# TEXT EXTRACT
Just as the story of the Wheel of Time spans a long time so, too, does my involvement with it. I wrote recently how the release of the Wheel of Time series on Amazon Prime reminded me how it has now been 30 years since I started reading the books.

Early on I was an avid follower of the series. I devoured the books as soon as they came out. I was thrilled to find an online discussion group in 1993. I participated actively in that group and its successor for several years, and to this day I maintain friendships formed there. I literally met my wife there. We've been together 27 years now!

I even created a web page about Robert Jordan's Wheel of Time in 1994. Yes, 1994. Yes, that predates Wikipedia by more than 6 years! I don't have a screenshot of what it looked like back then, but the page is still online today... and honestly hasn't changed much since about 2001.

Bill's Repository of Robert Jordan Fandom (Nov 2021)
Pictured: a screenshot of My Robert Jordan fandom webpage, little changed in 20 years

"Legend fades to myth, and even myth is long forgotten when the Age that gave it birth comes again."


That line from the prologue of every volume of the series describes my own relationship with the series. As big a fan as I was of the story in the mid/late 1990s I lost interest not long after.

I always thought The Shadow Rising (1992), the 4th volume of the series, was the best book. Jordan broadened the canvas of the story considerably and tied together the actions of the present with the legends of the distant past in a compelling way. The 5th book, The Fires of Heaven (1993), wasn't as good, but after as much of a magnum opus as I felt Shadow Rising was I was still eager to continue the series.

The problem really started with the sixth book, The Lord of Chaos (1994). It moved slowly, and it seemed like nothing important or interesting happened. My disappointment grew with the seventh book, A Crown of Swords (1996), which was more of the same. Then, with a nearly 2 year wait until the next book, which had no promise of being any better, I gave up. I stopped caring about the story and the characters. I never read The Path of Daggers (1998) or any subsequent books, though I did remain active in the newsgroup despite that for a few more years for the friendships I had there.

Ah, but the Wheel turns 'round again. Here in 2021, 7 years after the series was completed— with a whopping 14 books— a streaming TV series launches. And with it my interest in the Wheel of Time is reborn. It is not the beginning, for there are neither beginnings nor endings to the Wheel of Time, but it is a beginning.

# STATED GOAL A
Reproduce the records verbatim, starting with the first line and going on through the line that contains "[0,0,463,323]".

# INPUT MATERIAL
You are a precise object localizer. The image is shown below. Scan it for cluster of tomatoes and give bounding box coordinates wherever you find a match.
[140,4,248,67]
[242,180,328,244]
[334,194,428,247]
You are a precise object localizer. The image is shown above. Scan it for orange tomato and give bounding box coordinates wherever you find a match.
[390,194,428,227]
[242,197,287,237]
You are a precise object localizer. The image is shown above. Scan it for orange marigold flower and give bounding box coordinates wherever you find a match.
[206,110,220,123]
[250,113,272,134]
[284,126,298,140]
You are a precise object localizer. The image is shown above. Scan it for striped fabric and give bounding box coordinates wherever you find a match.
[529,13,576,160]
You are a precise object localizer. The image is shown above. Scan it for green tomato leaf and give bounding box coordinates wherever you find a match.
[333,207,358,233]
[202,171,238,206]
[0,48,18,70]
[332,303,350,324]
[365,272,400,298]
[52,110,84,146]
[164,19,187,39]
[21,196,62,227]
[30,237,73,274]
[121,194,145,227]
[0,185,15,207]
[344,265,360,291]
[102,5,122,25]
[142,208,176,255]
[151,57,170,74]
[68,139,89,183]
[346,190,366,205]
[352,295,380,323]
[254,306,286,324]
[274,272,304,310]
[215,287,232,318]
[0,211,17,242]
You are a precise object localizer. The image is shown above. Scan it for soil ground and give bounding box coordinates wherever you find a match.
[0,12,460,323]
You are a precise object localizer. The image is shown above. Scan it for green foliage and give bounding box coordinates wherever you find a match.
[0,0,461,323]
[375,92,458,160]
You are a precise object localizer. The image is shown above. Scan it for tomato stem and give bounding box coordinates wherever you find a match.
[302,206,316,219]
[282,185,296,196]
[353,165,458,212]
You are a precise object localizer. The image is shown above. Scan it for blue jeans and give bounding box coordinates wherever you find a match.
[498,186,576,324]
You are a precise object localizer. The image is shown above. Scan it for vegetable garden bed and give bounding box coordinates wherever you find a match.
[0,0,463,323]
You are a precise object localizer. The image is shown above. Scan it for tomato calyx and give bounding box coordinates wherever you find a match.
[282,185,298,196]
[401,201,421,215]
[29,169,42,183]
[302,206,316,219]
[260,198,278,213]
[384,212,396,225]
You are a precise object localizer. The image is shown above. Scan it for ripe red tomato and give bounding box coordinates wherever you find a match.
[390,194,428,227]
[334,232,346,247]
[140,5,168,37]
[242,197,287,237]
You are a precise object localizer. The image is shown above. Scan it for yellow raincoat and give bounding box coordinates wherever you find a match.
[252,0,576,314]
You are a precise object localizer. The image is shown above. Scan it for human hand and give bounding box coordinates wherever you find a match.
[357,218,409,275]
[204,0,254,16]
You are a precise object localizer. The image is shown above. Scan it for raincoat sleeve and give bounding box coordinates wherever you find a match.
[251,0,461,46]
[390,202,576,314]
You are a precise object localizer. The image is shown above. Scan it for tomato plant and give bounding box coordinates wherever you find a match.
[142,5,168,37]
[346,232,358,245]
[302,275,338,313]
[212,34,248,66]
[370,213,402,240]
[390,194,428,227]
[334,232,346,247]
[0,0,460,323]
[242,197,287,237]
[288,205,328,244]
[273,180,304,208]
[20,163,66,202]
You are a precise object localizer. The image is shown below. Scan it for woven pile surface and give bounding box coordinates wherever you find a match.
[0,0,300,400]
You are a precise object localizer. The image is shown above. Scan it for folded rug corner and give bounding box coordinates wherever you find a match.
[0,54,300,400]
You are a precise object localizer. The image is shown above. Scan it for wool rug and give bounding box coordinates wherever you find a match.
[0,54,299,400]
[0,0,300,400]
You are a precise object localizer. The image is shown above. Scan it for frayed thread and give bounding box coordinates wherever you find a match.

# STATED GOAL B
Translate into Spanish this sentence from the blog post about the Wheel of Time: "I always thought The Shadow Rising (1992), the 4th volume of the series, was the best book."

# FULL RESPONSE A
You are a precise object localizer. The image is shown below. Scan it for cluster of tomatoes and give bounding box coordinates wherever you find a match.
[140,4,248,67]
[242,180,328,244]
[334,194,428,247]
You are a precise object localizer. The image is shown above. Scan it for orange tomato and give bounding box coordinates wherever you find a match.
[390,194,428,227]
[242,197,287,237]
You are a precise object localizer. The image is shown above. Scan it for orange marigold flower and give bounding box coordinates wherever you find a match.
[206,110,220,123]
[250,113,272,134]
[284,126,298,140]
You are a precise object localizer. The image is shown above. Scan it for striped fabric and give bounding box coordinates wherever you find a match.
[529,13,576,160]
You are a precise object localizer. The image is shown above. Scan it for green tomato leaf and give bounding box coordinates wherever you find a match.
[333,207,358,233]
[202,171,238,206]
[0,48,18,70]
[332,303,350,324]
[365,272,400,298]
[52,110,84,146]
[164,19,187,39]
[21,196,62,227]
[30,237,73,274]
[121,194,145,227]
[0,185,15,207]
[344,265,360,291]
[102,5,122,25]
[142,208,176,255]
[151,57,170,74]
[68,139,89,183]
[346,190,366,205]
[352,295,380,323]
[254,306,286,324]
[274,272,304,310]
[215,287,232,318]
[0,211,17,242]
You are a precise object localizer. The image is shown above. Scan it for soil ground and give bounding box coordinates wherever you find a match.
[0,12,460,323]
You are a precise object localizer. The image is shown above. Scan it for green foliage and give bounding box coordinates wherever you find a match.
[0,0,461,323]
[375,92,458,160]
You are a precise object localizer. The image is shown above. Scan it for tomato stem and give bounding box coordinates wherever you find a match.
[302,206,316,219]
[282,185,296,196]
[353,165,458,212]
You are a precise object localizer. The image is shown above. Scan it for blue jeans and give bounding box coordinates wherever you find a match.
[498,186,576,324]
You are a precise object localizer. The image is shown above. Scan it for vegetable garden bed and give bounding box coordinates wherever you find a match.
[0,0,463,323]

# FULL RESPONSE B
Siempre pensé que The Shadow Rising (1992), el 4.º volumen de la serie, era el mejor libro.